Write out the listing below in its entirety, minus the pictures, without changing a word.

━━━━━━━━━━━━━━━━

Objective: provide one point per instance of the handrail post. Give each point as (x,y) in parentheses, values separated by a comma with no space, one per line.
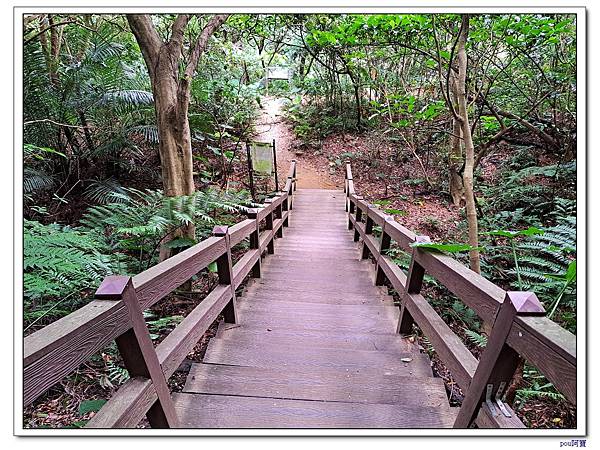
(294,176)
(284,209)
(384,245)
(347,184)
(137,350)
(358,219)
(351,208)
(269,225)
(498,361)
(225,271)
(254,241)
(368,230)
(414,283)
(279,214)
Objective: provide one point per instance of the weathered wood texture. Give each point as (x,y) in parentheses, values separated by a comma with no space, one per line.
(316,342)
(539,340)
(56,350)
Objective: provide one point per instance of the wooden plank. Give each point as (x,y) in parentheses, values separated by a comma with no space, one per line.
(242,268)
(283,307)
(264,211)
(321,285)
(448,346)
(344,324)
(221,411)
(100,322)
(315,338)
(485,419)
(264,238)
(372,244)
(241,231)
(53,352)
(267,355)
(129,404)
(401,235)
(159,280)
(137,350)
(180,342)
(322,385)
(394,274)
(127,407)
(479,294)
(301,295)
(550,348)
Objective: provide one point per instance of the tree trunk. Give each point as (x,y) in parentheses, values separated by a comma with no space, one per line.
(468,142)
(171,92)
(455,160)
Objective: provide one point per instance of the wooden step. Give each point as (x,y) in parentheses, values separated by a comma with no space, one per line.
(305,309)
(247,335)
(352,285)
(224,411)
(322,385)
(266,355)
(316,297)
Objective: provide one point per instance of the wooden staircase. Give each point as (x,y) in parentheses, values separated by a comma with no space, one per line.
(314,341)
(316,344)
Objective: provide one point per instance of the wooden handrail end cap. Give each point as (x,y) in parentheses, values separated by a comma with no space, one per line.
(112,287)
(525,303)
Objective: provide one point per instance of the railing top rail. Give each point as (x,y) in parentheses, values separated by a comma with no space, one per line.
(542,342)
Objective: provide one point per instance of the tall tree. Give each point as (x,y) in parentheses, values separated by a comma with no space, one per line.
(171,88)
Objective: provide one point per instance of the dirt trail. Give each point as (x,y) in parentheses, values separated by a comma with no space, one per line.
(272,125)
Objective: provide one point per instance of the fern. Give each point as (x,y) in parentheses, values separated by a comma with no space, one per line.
(62,265)
(478,339)
(106,191)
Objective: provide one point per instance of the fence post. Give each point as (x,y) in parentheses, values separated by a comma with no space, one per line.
(294,176)
(358,218)
(254,243)
(384,245)
(284,208)
(137,350)
(498,361)
(351,208)
(279,214)
(225,271)
(269,225)
(414,283)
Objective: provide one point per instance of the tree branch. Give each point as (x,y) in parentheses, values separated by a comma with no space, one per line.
(201,43)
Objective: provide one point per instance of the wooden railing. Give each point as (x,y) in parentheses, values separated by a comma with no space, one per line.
(519,327)
(116,314)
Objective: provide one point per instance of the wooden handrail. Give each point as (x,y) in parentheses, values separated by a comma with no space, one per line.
(59,348)
(539,340)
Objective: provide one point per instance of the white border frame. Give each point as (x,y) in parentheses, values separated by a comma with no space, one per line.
(425,6)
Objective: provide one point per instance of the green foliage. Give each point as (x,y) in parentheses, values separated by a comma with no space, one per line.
(478,339)
(537,388)
(137,221)
(64,263)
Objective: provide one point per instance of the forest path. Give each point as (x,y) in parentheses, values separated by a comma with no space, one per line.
(272,125)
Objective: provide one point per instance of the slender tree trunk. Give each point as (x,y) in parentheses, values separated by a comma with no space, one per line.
(468,142)
(171,91)
(455,160)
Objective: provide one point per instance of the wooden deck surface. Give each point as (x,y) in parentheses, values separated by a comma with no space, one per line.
(316,343)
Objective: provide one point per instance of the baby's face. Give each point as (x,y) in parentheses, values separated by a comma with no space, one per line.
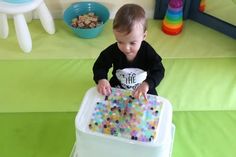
(130,43)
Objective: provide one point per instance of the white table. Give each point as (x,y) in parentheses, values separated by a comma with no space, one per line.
(22,32)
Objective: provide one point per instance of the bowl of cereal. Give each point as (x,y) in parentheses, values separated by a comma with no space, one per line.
(86,19)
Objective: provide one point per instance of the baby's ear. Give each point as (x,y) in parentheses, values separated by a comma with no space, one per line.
(144,35)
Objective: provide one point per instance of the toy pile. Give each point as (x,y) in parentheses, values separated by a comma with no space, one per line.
(173,20)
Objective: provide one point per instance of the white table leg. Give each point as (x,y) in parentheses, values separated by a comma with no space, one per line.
(28,16)
(4,30)
(46,18)
(22,33)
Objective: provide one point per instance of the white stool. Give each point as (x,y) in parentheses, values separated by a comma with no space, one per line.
(22,31)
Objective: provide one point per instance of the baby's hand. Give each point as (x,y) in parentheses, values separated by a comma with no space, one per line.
(142,89)
(104,87)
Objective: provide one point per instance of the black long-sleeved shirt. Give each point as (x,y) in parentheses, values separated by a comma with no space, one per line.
(146,59)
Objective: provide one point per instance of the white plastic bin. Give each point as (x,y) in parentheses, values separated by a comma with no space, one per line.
(94,144)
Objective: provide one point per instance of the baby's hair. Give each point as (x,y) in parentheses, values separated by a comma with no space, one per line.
(127,16)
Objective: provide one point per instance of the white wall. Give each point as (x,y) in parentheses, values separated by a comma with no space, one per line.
(57,7)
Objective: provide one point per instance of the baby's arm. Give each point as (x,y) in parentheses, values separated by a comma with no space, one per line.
(104,87)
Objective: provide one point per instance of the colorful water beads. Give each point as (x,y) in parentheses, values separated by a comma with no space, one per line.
(122,115)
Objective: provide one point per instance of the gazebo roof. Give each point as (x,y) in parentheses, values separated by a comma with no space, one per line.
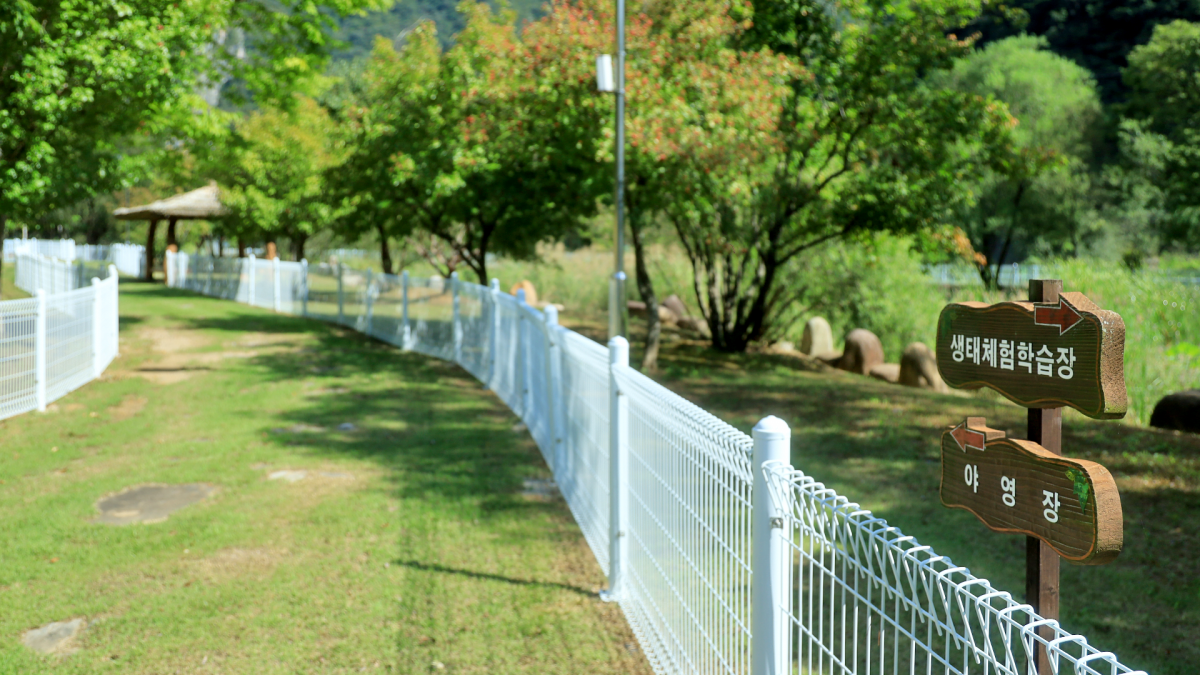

━━━━━━━━━━━━━━━━

◆ **Response below**:
Objective: provide one point per instance of the handrail post. Give each point as (x,y) in parentheses, values separated by a comma with no space, one per line.
(294,176)
(284,209)
(384,245)
(347,184)
(137,350)
(358,219)
(351,208)
(269,225)
(498,361)
(225,271)
(254,241)
(368,230)
(414,283)
(279,214)
Objective: provide one point per instance of the weathered wood texture. Give each point as (x,y) in parentheses, values separated by a comma with no space, one per line.
(316,342)
(539,340)
(56,350)
Objective: provide one point per instance of the wooden plank. Give each point as (x,y) in parentheses, values separated by a comma with no space, one per line.
(242,268)
(283,307)
(264,211)
(321,285)
(448,346)
(344,324)
(221,411)
(100,322)
(315,338)
(485,419)
(264,238)
(372,244)
(241,231)
(53,352)
(267,355)
(129,404)
(401,235)
(159,280)
(137,350)
(180,342)
(322,385)
(394,274)
(127,407)
(479,294)
(301,295)
(550,348)
Objective: provide one point per instance of the tree trunk. Give each point as (x,y) in parentheses, values separated by a comma with no space, one per line.
(468,142)
(171,92)
(455,160)
Objective: provide one point per instance of the wooden step. Give each point as (x,y) in parentheses, values separated by a comma with no space, one per line.
(305,309)
(247,335)
(352,285)
(224,411)
(322,385)
(266,355)
(316,297)
Objective: provide one point per instance of the wooden staircase. Give each point as (x,y) in parentheses, values separated by a comma with no space, one per line.
(314,341)
(316,344)
Objective: provide one point per instance of the wooden handrail end cap. Give each point as (x,y) in parentheses, values separated by a comma with no space, one per line.
(112,287)
(525,303)
Objective: provide one point per instance of the railing top rail. Give each point as (x,y) in parentheses, values separated by a comma with no space, one per line.
(542,342)
Objective: provide one point per instance of the tall tree. Give each point as (x,y) in parentheses, values separated by a comma with no space, one per line.
(171,88)
Objective: provide one point per instance of the dirt trail. Give each point as (x,y) in parentheses, values separated by a comma with no space, one per line.
(272,125)
Objective: provide one point per instance of the fern. Give each point as (x,y) in parentheses, values separated by a comma with no space, one per line.
(62,265)
(478,339)
(106,191)
Objective: provide one point per instance of the fence post. Give each point as (x,y) in parentheses, values separated by a comma with no space, one per line.
(294,176)
(358,218)
(254,243)
(384,245)
(284,208)
(137,350)
(498,361)
(351,208)
(279,214)
(225,271)
(269,225)
(414,283)
Objective: provide one point per instance of the tree branch. Give each point as (x,y) in parentheses, values separated by a comma with no space, one per line.
(201,43)
Objective: provide one point per instance of the wooden railing. Give each point as (x,y) in parentheses, values separated by a comma with no space, one per line.
(519,327)
(116,314)
Objective: provide one point per instance of the wooden handrail. Give each point as (x,y) in parentheses, values separated by a comma with no space, one per line.
(59,348)
(539,340)
Objective: provide one point per instance of the white border frame. Give each point as (x,y) in parentheses, values separated by a comma with no space, one per line.
(425,6)
Objective: provide one point per instance of the green foliage. Give each point as (x,y) in parentheses, values separated by a comma with no space, one per line.
(478,339)
(537,388)
(137,221)
(64,263)
Objective: provide one point per instance of the forest path. Give each point as (x,y) in parentheses, values separated by a comma with no space, one per line.
(272,125)
Objective: provide one point per instance of the slender tree trunk. Give each point as (x,y) in parentheses, values separated by a comma with no space, one per line.
(468,142)
(171,91)
(455,160)
Objective: provide one point per instance of the wooden deck surface. Give each point as (x,y) in parentheses, values separated by a comma with no space, one per line.
(316,343)
Objective: provide one point per instance of the baby's face. Give each point as (x,y) in parentheses, values separated by a comma with no space, one per line.
(130,43)
Objective: provide one point per instance of the white table. Give each point as (x,y) in parentheses, values separated by a comma with no space, one per line.
(22,32)
Objective: provide one point per instance of the bowl of cereal. Give each point as (x,y) in parentheses, values separated by a comma with no space, one per line.
(86,19)
Objective: provide one point per instance of the baby's ear. Give each point as (x,y) in parentheses, values separated by a comma with no space, one per line.
(144,35)
Objective: provide one point per instance of the toy pile. Give each point as (x,y) in parentheses, values separated by a comma with no space, one per line.
(173,20)
Objective: provide one point per instance of the white table leg. Give each point as (x,y) in parentheses, values separated by a comma with no space, one per line.
(28,16)
(4,30)
(46,18)
(22,33)
Objective: provide one point per instance of the white stool. Give each point as (x,y) in parentheses, values separated by a comma with no space, one per line.
(22,31)
Objective: provide one point per instance of the baby's hand. Give each point as (x,y) in parentheses, values separated by a comma with no space, one per line.
(142,89)
(104,87)
Objective: provide one point per instance of the black long-sleeved shirt. Give each point as (x,y) in parentheses, values separated by a comma with no space, one per line.
(146,59)
Objective: provide one point per instance of the white plastic bin. Give each point as (x,y) in parentheses, values separated by a comma with no space, one per line.
(94,144)
Objective: provide one point per instance of the baby's hair. Give each point as (x,y) in parentheses, values separated by a comma with no space, one per line.
(127,16)
Objective: provide one point per instance of the white wall. Give each point as (x,y) in parentheses, values separated by a comma with no space, one per line.
(57,7)
Objective: provide one point per instance of the baby's arm. Give each point as (x,y) in parentheses, values separated by a comma with no space, one per line.
(104,87)
Objective: provide one point per instance of the colorful water beads. Give each point as (x,y) in parentheses, values separated by a comma with no space, one per line.
(122,115)
Objective: provide one point per instance of the gazebo roof. Give each point as (x,y) in parentheses, values separated by a comma with no space, one per line.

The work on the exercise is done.